*WHAT TO DO*
Copy the items below with every "sample response" changed to "example output" and nothing else altered. Leave out the pictures.

*LISTED ENTRIES*
....

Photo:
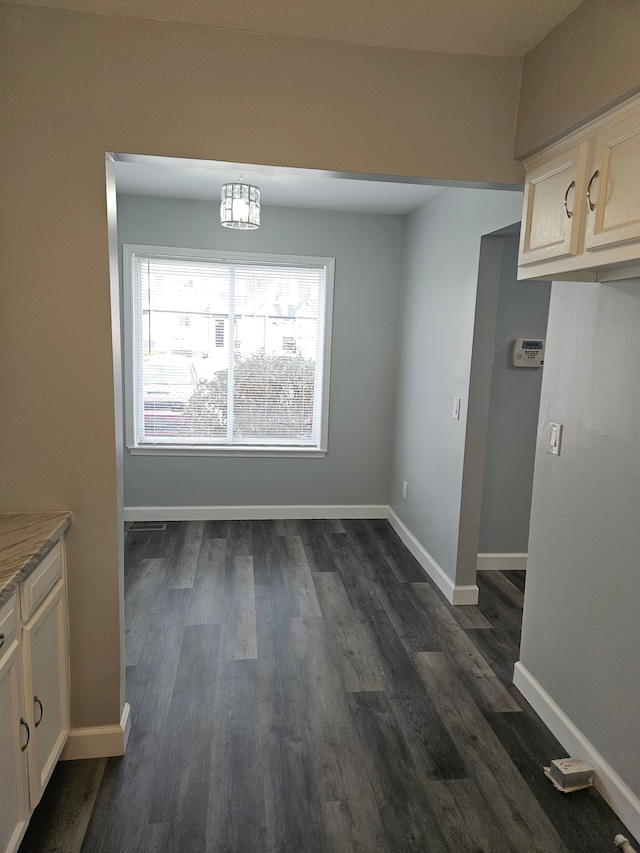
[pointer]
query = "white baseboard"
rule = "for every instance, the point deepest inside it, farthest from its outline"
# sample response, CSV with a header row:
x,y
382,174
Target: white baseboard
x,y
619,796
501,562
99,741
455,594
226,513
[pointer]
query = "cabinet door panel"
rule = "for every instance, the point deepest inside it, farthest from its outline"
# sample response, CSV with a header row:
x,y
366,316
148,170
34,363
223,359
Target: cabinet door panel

....

*RIGHT ANSWER*
Photo:
[pointer]
query = "white baseboard"
rule = "for every instance, the point deepest inside it, farthest from its outline"
# example output, CSV with a header row:
x,y
382,174
Target: white baseboard
x,y
619,796
501,562
99,741
455,594
226,513
[pointer]
query = "cabinet door panel"
rule = "for every instance, the point deepest inside it, farthest from its outline"
# example output, CSV with a header row:
x,y
366,316
148,170
34,363
223,359
Target: cabinet door panel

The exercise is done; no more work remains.